Problem requirements
Copy every line from the one containing "Could you locate the lip" down to the end of the material. Multiply each answer coordinate by 0.65 and round it to a whole number, rounding halves up, and leave all other numbers unchanged.
====== Records for this exercise
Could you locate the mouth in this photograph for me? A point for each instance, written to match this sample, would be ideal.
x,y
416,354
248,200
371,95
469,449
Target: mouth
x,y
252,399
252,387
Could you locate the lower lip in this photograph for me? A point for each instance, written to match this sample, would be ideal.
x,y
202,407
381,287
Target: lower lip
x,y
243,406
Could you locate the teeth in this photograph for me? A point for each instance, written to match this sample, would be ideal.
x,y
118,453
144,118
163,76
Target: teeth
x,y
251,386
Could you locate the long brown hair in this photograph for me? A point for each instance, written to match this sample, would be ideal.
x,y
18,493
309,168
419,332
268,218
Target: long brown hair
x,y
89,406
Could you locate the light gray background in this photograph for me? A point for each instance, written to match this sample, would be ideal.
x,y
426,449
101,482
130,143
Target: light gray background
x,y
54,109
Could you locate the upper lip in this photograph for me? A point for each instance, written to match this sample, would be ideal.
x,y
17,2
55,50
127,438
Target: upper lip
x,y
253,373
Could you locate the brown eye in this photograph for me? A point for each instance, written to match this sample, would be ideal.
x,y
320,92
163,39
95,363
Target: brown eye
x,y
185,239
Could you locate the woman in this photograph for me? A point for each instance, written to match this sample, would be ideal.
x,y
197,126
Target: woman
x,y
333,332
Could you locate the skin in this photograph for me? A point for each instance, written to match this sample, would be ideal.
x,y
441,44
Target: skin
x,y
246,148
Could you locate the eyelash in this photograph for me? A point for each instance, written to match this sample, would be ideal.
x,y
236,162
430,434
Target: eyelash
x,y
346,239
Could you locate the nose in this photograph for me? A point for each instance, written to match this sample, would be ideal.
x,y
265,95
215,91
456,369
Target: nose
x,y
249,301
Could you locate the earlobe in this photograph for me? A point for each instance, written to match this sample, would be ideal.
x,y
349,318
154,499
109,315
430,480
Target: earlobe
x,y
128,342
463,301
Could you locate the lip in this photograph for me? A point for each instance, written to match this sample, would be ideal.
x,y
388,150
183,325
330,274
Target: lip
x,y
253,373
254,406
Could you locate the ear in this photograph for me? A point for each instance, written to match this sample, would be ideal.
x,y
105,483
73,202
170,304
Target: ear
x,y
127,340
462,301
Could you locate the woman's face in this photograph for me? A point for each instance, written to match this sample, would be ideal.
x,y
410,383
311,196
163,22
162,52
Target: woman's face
============
The reply
Could you locate the lip in this photograph for me? A point for each instance, written to match this sample, would be ideal.
x,y
388,150
183,325
330,274
Target: lip
x,y
164,242
165,264
Could you locate the ear in this photograph for me? A point for each instance, written to match this sample, would be ideal.
x,y
105,483
73,202
170,304
Target: ear
x,y
83,221
300,196
Could you locate the woman's face in this photograph for me? A point for each instance, written to match this sample, would be ideal.
x,y
410,383
311,196
163,22
162,52
Target: woman's face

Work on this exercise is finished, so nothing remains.